▶ [Exercise description]: Edit the material below from the line with "In this picture, where can the leafy" to the line with "In this picture, where can the tree" by replacing "leafy foliage" with "dense foliage", and give those lines back with nothing else altered.

Records from a collection:
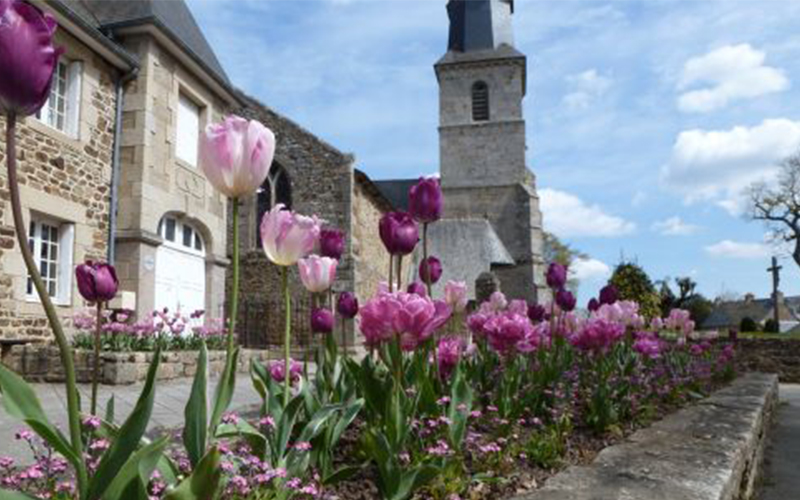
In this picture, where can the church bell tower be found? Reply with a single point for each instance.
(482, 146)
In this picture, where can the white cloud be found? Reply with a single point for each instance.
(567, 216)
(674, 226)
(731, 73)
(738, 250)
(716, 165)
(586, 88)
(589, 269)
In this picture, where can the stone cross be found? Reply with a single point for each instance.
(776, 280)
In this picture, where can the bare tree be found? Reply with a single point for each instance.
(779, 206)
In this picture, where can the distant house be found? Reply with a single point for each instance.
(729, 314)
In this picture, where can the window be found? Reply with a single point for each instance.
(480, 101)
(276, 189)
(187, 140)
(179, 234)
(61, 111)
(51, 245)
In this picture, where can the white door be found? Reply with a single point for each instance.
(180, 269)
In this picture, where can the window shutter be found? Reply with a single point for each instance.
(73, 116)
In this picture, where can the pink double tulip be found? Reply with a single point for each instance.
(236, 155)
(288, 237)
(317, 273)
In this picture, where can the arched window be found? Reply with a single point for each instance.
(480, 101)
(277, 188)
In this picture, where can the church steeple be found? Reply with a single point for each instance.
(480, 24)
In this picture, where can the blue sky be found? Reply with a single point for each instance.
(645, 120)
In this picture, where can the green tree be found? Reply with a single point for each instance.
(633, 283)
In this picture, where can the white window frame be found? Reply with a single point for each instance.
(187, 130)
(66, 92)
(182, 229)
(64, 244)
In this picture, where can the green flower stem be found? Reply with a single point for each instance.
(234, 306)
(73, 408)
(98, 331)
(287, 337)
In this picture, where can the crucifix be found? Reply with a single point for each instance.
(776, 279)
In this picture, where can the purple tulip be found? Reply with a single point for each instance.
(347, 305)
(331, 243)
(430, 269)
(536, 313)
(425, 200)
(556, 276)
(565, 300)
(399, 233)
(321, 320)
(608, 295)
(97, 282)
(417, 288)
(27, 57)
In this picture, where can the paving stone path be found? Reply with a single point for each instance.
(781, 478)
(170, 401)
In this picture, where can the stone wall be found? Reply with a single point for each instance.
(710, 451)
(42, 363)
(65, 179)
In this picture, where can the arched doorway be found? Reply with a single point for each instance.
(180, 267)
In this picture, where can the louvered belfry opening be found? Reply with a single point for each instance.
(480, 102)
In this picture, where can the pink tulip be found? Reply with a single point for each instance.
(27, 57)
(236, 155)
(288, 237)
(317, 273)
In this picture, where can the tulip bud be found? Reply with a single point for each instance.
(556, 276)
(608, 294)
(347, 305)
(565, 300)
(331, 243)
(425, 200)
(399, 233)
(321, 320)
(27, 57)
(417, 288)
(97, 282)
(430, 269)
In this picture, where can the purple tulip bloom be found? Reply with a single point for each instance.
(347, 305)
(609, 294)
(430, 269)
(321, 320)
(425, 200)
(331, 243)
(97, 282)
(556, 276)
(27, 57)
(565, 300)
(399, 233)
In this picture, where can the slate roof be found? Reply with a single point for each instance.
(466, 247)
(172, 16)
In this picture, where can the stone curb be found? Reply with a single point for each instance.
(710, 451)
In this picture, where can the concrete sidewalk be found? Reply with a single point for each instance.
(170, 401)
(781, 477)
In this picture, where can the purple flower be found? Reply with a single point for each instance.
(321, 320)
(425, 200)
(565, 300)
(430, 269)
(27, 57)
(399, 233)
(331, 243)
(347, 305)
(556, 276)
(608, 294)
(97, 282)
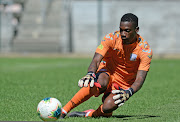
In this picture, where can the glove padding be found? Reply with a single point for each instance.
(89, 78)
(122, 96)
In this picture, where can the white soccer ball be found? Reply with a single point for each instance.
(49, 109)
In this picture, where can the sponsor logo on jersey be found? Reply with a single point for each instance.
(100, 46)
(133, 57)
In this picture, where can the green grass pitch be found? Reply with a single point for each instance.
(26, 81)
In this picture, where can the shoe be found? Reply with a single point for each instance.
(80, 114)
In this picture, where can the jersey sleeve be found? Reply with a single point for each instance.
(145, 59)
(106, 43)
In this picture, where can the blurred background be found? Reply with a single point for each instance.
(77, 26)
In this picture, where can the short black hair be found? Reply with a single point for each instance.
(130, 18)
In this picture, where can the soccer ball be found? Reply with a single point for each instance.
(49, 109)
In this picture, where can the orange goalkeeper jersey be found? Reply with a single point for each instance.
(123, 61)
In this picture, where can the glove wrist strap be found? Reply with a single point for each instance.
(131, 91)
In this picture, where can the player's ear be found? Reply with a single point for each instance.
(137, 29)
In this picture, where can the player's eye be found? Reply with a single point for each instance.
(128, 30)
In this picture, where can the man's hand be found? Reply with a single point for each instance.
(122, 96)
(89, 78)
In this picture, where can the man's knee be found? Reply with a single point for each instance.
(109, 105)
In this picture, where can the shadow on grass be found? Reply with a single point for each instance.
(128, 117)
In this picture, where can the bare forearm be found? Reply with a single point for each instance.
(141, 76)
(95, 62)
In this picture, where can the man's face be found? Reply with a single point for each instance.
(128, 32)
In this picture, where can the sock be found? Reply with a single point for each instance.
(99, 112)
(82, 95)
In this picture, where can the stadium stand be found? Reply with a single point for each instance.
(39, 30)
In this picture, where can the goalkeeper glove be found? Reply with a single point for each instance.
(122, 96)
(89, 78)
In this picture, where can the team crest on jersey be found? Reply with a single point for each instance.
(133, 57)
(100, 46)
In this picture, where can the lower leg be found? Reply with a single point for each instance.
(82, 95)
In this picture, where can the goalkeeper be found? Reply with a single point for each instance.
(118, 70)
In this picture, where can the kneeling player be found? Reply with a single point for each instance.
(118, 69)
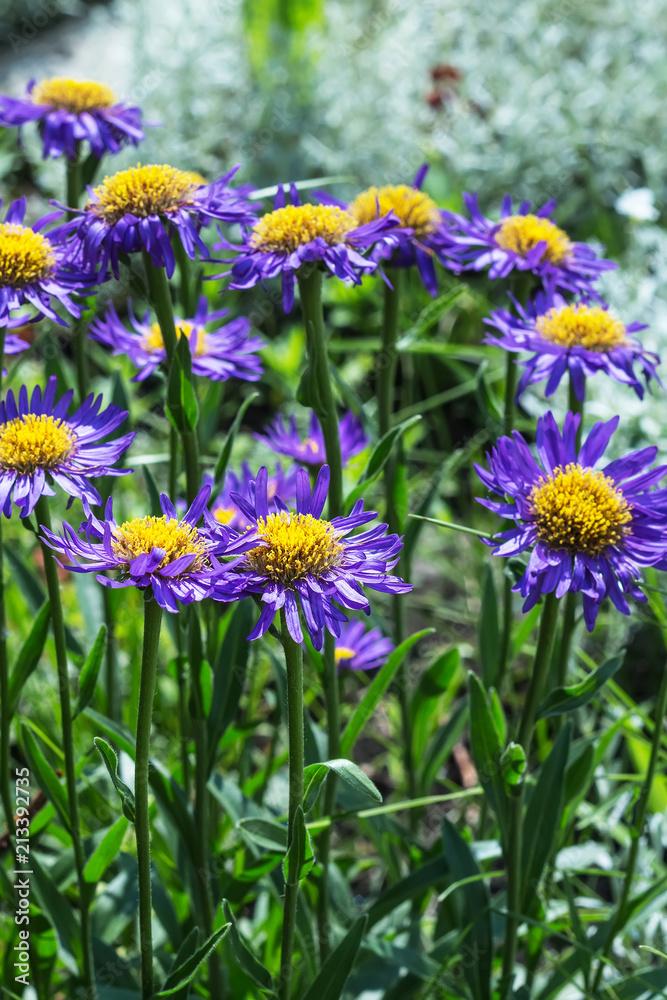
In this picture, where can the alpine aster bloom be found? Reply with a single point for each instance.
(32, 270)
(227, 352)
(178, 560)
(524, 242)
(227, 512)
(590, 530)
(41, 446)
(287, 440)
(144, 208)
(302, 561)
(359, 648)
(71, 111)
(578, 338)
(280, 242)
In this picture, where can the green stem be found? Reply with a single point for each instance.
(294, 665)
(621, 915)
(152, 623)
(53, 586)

---

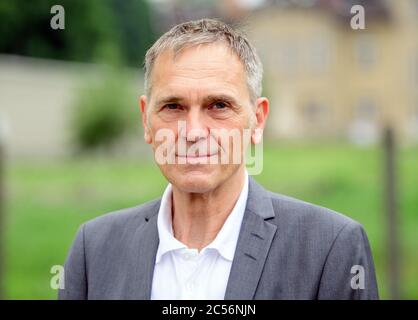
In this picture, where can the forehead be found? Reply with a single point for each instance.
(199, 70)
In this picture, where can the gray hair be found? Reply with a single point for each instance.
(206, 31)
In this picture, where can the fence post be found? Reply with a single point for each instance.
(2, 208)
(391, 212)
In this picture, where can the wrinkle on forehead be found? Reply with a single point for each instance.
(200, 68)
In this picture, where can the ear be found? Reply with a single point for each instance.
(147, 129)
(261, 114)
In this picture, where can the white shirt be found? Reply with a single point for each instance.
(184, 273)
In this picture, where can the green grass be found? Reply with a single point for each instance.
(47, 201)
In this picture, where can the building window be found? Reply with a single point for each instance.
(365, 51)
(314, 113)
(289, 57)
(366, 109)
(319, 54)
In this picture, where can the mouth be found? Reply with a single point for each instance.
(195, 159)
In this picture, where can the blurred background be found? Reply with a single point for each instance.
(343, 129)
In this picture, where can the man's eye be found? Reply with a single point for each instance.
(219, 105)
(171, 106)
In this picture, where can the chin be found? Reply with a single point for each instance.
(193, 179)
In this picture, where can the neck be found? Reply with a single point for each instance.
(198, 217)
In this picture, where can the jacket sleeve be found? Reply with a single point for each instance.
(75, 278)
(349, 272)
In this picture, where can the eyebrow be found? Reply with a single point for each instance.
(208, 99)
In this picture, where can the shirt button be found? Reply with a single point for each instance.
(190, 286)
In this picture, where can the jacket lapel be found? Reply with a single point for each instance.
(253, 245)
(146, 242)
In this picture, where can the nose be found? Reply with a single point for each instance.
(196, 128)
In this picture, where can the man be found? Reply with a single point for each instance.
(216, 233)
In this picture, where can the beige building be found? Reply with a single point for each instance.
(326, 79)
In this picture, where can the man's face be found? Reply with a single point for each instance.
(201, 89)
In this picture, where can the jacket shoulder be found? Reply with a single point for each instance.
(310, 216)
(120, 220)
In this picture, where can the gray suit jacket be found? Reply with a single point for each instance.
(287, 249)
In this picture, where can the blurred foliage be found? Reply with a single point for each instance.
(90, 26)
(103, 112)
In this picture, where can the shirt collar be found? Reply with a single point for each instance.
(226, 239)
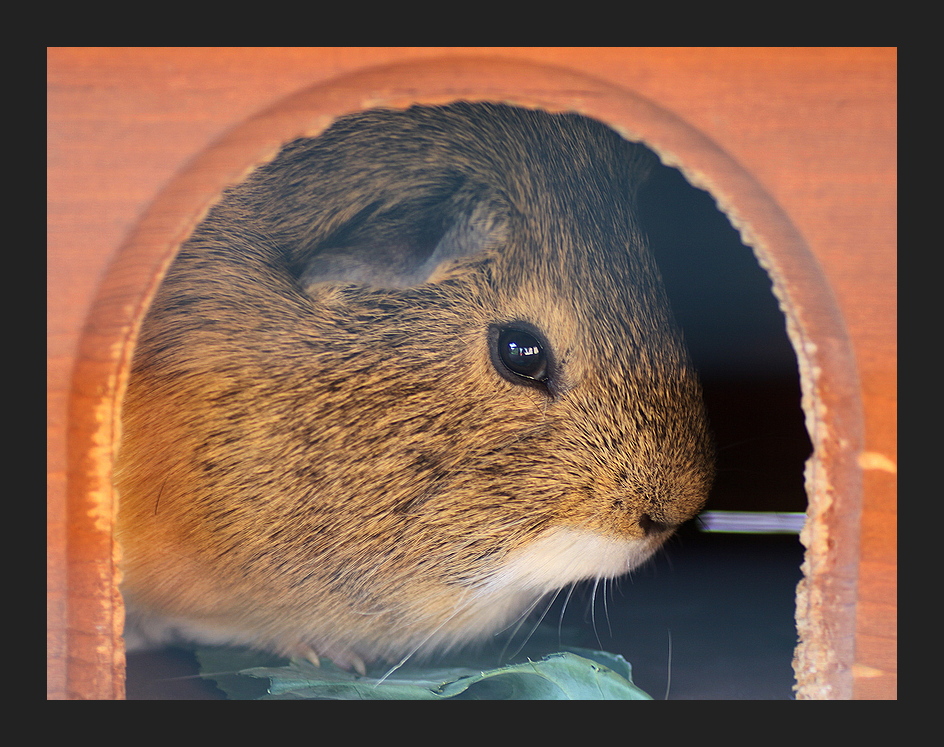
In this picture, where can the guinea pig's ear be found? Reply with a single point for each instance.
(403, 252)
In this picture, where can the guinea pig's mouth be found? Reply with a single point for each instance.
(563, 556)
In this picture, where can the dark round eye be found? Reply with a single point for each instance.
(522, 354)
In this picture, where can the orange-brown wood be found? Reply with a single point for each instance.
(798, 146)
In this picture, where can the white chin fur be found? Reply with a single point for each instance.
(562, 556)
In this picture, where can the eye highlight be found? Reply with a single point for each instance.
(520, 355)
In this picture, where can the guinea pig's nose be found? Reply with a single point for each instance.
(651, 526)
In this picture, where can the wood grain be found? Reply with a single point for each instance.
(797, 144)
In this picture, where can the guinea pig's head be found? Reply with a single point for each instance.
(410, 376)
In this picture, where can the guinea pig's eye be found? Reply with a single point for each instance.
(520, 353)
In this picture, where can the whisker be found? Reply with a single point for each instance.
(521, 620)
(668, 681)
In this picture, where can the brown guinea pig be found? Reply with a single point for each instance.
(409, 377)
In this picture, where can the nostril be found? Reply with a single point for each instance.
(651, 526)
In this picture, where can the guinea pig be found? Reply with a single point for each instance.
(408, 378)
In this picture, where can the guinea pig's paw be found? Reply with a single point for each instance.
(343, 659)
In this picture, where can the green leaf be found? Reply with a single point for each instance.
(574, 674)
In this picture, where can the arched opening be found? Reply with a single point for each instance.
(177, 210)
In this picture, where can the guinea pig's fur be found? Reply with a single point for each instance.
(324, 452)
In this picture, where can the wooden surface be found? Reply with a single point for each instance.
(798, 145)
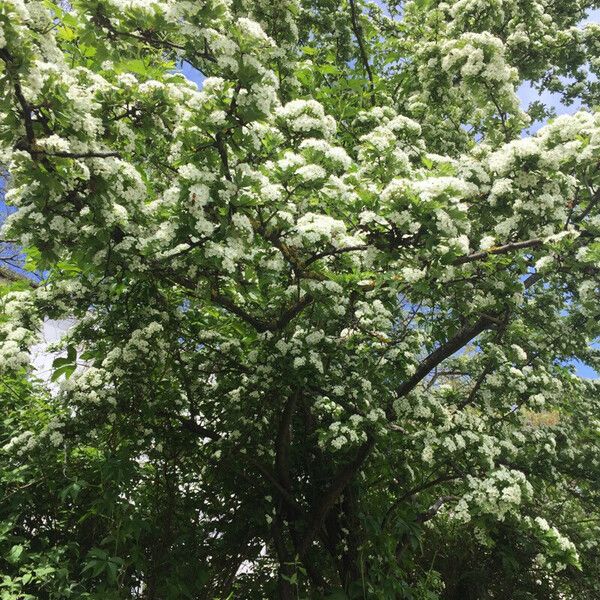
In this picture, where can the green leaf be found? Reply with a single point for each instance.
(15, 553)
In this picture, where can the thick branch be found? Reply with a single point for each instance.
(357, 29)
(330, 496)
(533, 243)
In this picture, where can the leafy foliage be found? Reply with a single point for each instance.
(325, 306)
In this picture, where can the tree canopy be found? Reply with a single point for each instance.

▶ [Written solution]:
In this picture, where can the dense foliage be found? Reply with a single point for each instance.
(325, 306)
In this picture, where can the tree canopy be found? Reply with a single point for each instance.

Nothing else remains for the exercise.